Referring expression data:
::::

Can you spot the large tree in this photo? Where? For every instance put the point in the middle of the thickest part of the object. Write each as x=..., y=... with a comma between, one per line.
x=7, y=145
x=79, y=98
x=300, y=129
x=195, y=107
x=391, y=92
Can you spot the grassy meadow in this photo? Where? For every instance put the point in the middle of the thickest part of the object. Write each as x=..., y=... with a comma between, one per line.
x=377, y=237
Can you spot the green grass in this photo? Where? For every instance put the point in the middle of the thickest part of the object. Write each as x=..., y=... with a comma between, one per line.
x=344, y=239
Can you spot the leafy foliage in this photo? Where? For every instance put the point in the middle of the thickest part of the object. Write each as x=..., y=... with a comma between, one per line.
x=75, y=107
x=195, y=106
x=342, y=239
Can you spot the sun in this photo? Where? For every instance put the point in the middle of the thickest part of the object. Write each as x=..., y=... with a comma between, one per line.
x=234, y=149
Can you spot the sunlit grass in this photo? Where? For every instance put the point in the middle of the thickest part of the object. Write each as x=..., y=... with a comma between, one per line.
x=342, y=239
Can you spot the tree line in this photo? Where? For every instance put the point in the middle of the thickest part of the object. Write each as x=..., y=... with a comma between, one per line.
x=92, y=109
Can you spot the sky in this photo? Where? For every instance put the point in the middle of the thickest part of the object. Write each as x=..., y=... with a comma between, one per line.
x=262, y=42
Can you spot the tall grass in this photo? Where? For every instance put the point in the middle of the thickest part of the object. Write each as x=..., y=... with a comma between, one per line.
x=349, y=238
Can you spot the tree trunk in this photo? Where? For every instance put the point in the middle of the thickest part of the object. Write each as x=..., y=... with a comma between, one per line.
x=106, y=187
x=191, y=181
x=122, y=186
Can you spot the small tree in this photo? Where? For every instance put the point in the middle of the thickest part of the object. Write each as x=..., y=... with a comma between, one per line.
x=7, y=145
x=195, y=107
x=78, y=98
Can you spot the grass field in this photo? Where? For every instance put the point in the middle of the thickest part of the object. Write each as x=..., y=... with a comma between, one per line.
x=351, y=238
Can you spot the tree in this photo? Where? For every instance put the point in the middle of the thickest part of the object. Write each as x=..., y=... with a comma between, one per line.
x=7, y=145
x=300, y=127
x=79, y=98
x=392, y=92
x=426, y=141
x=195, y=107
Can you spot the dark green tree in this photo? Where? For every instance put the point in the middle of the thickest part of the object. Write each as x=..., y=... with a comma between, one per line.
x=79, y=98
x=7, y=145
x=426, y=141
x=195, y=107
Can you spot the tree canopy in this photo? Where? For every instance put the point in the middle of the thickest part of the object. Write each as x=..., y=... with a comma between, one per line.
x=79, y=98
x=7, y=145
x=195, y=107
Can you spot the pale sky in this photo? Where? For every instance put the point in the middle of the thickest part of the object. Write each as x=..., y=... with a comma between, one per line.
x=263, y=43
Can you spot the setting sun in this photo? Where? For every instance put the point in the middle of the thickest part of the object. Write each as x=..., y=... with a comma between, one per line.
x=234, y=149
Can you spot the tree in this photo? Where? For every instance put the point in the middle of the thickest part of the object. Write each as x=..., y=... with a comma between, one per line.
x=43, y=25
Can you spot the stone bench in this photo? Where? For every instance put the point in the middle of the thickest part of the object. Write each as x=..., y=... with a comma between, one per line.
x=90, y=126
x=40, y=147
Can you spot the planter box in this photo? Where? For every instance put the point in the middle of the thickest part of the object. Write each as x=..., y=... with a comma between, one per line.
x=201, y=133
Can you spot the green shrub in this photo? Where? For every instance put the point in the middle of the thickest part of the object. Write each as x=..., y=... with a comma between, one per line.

::::

Repeat each entry above exactly as it appears.

Can you spot the large tree in this photo? Where? For every instance put the point in the middle of the thickest part of the object. Write each as x=..., y=... with a comma between, one per line.
x=7, y=145
x=79, y=98
x=300, y=129
x=195, y=107
x=391, y=92
Can you spot the grassy meadow in this photo? Where? For every instance put the point in the middle of the thickest part of the object. Write each as x=..., y=... with a comma between, one per line.
x=377, y=237
Can you spot the green grass in this photo? Where? For every instance put the point in the middle of the thickest part of the object. Write each as x=..., y=... with a comma between, one per line.
x=344, y=239
Can you spot the leafy foliage in this photo? Where? For every instance put the point in the middle of the thickest part of the object. Write each as x=..., y=... with a comma between, one per line.
x=75, y=107
x=195, y=106
x=342, y=239
Can you spot the sun in this photo? Where? For every instance put the point in the middle of the thickest part of the object. Write each as x=..., y=... with a comma between, one per line.
x=234, y=149
Can you spot the sunlit grass in this photo? Where? For every instance put the point in the middle of the thickest part of the object. Write each as x=..., y=... with a comma between, one per line.
x=342, y=239
Can you spot the tree line in this photo? Where? For every instance put the point in the middle of the thickest part of the object. Write each as x=..., y=... with a comma between, one per line.
x=92, y=109
Can you spot the sky in this photo? Where? For every instance put the point in the middle of the thickest part of the object. Write each as x=..., y=... with a comma between, one per line.
x=262, y=42
Can you spot the tall grass in this photo? Where? For every instance put the point in the middle of the thickest part of the object. Write each as x=..., y=... with a comma between, one per line.
x=349, y=238
Can you spot the tree trunk in this photo? Where? For every instance put the point in the middle of the thickest part of the object. Write each as x=..., y=... with a comma between, one per line.
x=106, y=187
x=191, y=181
x=122, y=186
Can you spot the small tree in this photo? Where? For every instance put the point in the middle of the thickest part of the object. Write each as x=..., y=... with a comma between, one per line.
x=7, y=145
x=195, y=107
x=78, y=98
Can you spot the grass field in this photo? Where? For every instance put the point in the middle of the thickest part of the object. Write each as x=..., y=... with a comma between, one per line.
x=351, y=238
Can you spot the tree in this photo? Where? For every instance put the point in the middle of the thickest part of the object. Write each as x=..., y=... with a comma between, one per line.
x=7, y=145
x=300, y=127
x=79, y=98
x=392, y=92
x=426, y=141
x=195, y=107
Can you spot the dark green tree in this photo? Where? For every instance put the point in the middle of the thickest part of the object. Write each as x=..., y=... with a comma between, one per line.
x=79, y=98
x=7, y=145
x=426, y=141
x=195, y=107
Can you spot the tree canopy in this photo? Where? For every instance put the point in the middle of the thickest part of the object. Write each as x=..., y=... with a comma between, one per line.
x=79, y=98
x=7, y=145
x=195, y=107
Can you spot the pale sky in this photo? Where? For every instance put the point in the middle of the thickest part of the object. Write each as x=..., y=... with a comma between, one per line.
x=263, y=43
Can you spot the setting sun in this photo? Where? For every instance put the point in the middle of the thickest part of the object. Write each as x=..., y=... with a comma between, one per line.
x=234, y=149
Can you spot the tree in this photo? Where? For every instance put the point in the middle of the thickest part of the object. Write each as x=..., y=... with a comma between, one per line.
x=43, y=25
Can you spot the stone bench in this photo? Where? For every instance put the point in the middle of the thickest part of the object. Write each as x=..., y=... with a comma between, one per line.
x=90, y=126
x=40, y=147
Can you spot the planter box in this photo? Where? For every instance put the point in the middle of the thickest part of the object. Write each as x=..., y=... with a comma between, one per line.
x=201, y=133
Can you spot the green shrub in this photo? Where? For every instance put the point in the middle of the thickest part of the object. Write each as x=..., y=... with a comma between, one per line.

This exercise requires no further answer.